Task item: Below are records; transcribe each one exactly.

Task material:
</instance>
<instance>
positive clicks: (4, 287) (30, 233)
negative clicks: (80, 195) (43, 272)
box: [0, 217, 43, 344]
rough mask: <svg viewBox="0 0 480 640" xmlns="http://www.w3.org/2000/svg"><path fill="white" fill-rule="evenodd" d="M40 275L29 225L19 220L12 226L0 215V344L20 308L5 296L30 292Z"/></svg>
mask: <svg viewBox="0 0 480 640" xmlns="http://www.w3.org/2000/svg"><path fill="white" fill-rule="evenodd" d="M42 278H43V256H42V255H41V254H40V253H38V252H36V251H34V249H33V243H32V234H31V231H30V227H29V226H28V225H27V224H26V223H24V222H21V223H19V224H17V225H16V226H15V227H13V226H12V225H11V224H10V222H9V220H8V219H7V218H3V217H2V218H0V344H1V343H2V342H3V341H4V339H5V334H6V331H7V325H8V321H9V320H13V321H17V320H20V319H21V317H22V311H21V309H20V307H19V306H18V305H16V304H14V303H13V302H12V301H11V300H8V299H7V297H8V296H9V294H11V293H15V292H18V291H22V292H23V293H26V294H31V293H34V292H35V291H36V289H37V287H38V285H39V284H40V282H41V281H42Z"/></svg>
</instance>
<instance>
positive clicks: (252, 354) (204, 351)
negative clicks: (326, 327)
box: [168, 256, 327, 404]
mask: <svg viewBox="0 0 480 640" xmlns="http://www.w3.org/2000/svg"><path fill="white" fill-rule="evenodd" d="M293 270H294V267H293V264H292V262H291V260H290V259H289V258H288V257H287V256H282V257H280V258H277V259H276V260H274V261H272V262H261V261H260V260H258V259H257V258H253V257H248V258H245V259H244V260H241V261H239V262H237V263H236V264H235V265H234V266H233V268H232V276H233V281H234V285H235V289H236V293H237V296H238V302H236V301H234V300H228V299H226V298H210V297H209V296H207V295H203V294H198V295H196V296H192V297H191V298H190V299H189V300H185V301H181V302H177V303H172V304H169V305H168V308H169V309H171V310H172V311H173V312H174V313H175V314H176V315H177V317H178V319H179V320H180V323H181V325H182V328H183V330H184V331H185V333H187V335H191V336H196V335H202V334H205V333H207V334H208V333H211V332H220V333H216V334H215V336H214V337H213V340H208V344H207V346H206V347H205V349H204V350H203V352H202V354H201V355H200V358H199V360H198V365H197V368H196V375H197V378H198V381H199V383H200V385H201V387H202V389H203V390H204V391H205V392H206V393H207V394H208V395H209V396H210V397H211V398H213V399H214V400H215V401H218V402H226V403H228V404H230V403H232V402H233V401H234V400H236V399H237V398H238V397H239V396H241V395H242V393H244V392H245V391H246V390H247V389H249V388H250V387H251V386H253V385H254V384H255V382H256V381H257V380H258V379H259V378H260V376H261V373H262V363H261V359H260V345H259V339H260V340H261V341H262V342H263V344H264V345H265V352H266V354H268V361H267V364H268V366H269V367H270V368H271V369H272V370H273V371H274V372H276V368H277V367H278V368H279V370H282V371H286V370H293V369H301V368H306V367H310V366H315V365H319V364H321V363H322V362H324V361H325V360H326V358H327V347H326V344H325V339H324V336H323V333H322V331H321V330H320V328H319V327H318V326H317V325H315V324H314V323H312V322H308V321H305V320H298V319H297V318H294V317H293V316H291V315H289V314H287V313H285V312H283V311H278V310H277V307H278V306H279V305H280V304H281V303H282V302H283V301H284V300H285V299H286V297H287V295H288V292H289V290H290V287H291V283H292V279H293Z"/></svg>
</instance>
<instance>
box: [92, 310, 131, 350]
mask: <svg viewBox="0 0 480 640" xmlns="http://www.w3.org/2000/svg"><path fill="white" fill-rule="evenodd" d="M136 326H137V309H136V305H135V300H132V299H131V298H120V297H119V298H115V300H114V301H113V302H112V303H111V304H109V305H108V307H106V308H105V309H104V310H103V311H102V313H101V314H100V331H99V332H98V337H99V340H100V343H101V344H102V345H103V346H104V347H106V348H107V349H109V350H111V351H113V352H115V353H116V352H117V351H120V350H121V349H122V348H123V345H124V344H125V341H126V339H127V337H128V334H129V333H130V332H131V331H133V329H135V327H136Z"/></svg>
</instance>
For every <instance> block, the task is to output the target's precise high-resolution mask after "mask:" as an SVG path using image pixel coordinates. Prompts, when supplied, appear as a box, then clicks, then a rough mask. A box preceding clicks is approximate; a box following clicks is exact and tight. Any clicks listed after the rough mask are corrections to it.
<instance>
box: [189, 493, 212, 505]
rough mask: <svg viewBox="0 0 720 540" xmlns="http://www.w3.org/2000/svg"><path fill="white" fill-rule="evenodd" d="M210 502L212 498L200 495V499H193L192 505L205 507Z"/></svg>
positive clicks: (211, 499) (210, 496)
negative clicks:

Result:
</instance>
<instance>
positive clicks: (4, 287) (30, 233)
negative clicks: (80, 195) (43, 272)
box: [0, 217, 43, 344]
rough mask: <svg viewBox="0 0 480 640" xmlns="http://www.w3.org/2000/svg"><path fill="white" fill-rule="evenodd" d="M40 275L29 225L19 220L12 226L0 215V344L20 308L5 296L30 292Z"/></svg>
mask: <svg viewBox="0 0 480 640" xmlns="http://www.w3.org/2000/svg"><path fill="white" fill-rule="evenodd" d="M42 278H43V256H42V255H41V254H40V253H38V252H36V251H34V249H33V243H32V234H31V231H30V227H29V226H28V225H27V224H26V223H24V222H21V223H19V224H17V225H16V226H15V227H13V226H12V225H11V224H10V222H9V220H8V219H7V218H3V217H2V218H0V344H1V343H2V342H3V341H4V339H5V334H6V331H7V325H8V321H9V320H13V321H17V320H20V319H21V317H22V311H21V309H20V307H19V306H18V305H16V304H14V303H13V302H12V301H11V300H8V299H7V297H8V296H9V294H11V293H15V292H18V291H22V292H23V293H26V294H31V293H34V292H35V291H36V289H37V287H38V285H39V284H40V282H41V281H42Z"/></svg>
</instance>
<instance>
positive clicks: (252, 354) (204, 351)
negative clicks: (326, 327)
box: [168, 256, 327, 404]
mask: <svg viewBox="0 0 480 640" xmlns="http://www.w3.org/2000/svg"><path fill="white" fill-rule="evenodd" d="M293 270H294V267H293V264H292V262H291V260H290V259H289V258H288V257H287V256H282V257H280V258H277V259H276V260H274V261H272V262H261V261H260V260H258V259H257V258H253V257H248V258H245V259H244V260H241V261H239V262H237V263H236V264H235V265H234V266H233V268H232V276H233V281H234V285H235V289H236V293H237V296H238V302H236V301H234V300H228V299H226V298H210V297H209V296H207V295H203V294H198V295H196V296H192V297H191V298H190V299H189V300H185V301H181V302H177V303H172V304H169V305H168V308H169V309H171V310H172V311H173V312H174V313H175V314H176V315H177V317H178V319H179V320H180V323H181V325H182V328H183V330H184V331H185V333H187V335H191V336H196V335H202V334H205V333H207V334H208V333H211V332H220V333H216V334H215V336H214V337H213V340H208V344H207V346H206V347H205V349H204V350H203V352H202V354H201V355H200V358H199V360H198V365H197V368H196V375H197V378H198V381H199V383H200V385H201V387H202V389H203V390H204V391H205V392H206V393H207V394H208V395H209V396H210V397H211V398H213V399H214V400H215V401H218V402H226V403H228V404H230V403H232V402H233V401H234V400H236V399H237V398H238V397H239V396H241V395H242V393H244V392H245V391H246V390H247V389H249V388H250V387H251V386H253V385H254V384H255V382H256V381H257V380H258V379H259V378H260V376H261V373H262V363H261V359H260V345H259V339H260V340H261V341H262V342H263V344H264V345H265V352H266V354H268V361H267V364H268V366H269V367H270V368H271V369H272V370H273V371H274V372H276V368H277V367H278V368H279V370H282V371H286V370H293V369H301V368H306V367H310V366H315V365H319V364H321V363H322V362H324V361H325V360H326V358H327V347H326V344H325V339H324V336H323V333H322V331H321V330H320V328H319V327H318V326H317V325H315V324H314V323H312V322H308V321H305V320H298V319H297V318H294V317H293V316H291V315H289V314H287V313H285V312H283V311H278V310H277V307H278V306H279V305H280V304H281V303H282V302H283V301H284V300H285V299H286V297H287V295H288V292H289V290H290V287H291V283H292V279H293Z"/></svg>
</instance>
<instance>
box: [92, 310, 131, 350]
mask: <svg viewBox="0 0 480 640" xmlns="http://www.w3.org/2000/svg"><path fill="white" fill-rule="evenodd" d="M136 326H137V309H136V305H135V300H132V299H131V298H120V297H119V298H115V300H114V301H113V302H112V303H111V304H109V305H108V307H106V308H105V309H104V310H103V311H102V313H101V314H100V331H99V332H98V337H99V340H100V343H101V344H102V345H103V346H104V347H106V348H107V349H109V350H111V351H113V352H115V353H116V352H117V351H120V350H121V349H122V348H123V345H124V344H125V341H126V339H127V337H128V334H129V333H130V332H131V331H133V329H135V327H136Z"/></svg>
</instance>
For every <instance> block, the task is to output the target's precise high-resolution mask after "mask:" as an SVG path using image pixel coordinates. Prompts, when supplied, appear as a box, then clicks, then a rough mask. A box preceding clicks is approximate; a box following clicks is exact and tight. Any clicks listed after the rough mask are corrections to it.
<instance>
box: [189, 493, 212, 505]
rough mask: <svg viewBox="0 0 720 540" xmlns="http://www.w3.org/2000/svg"><path fill="white" fill-rule="evenodd" d="M210 502L212 498L200 495V499H193L192 505L205 507Z"/></svg>
positive clicks: (211, 499) (210, 496)
negative clicks:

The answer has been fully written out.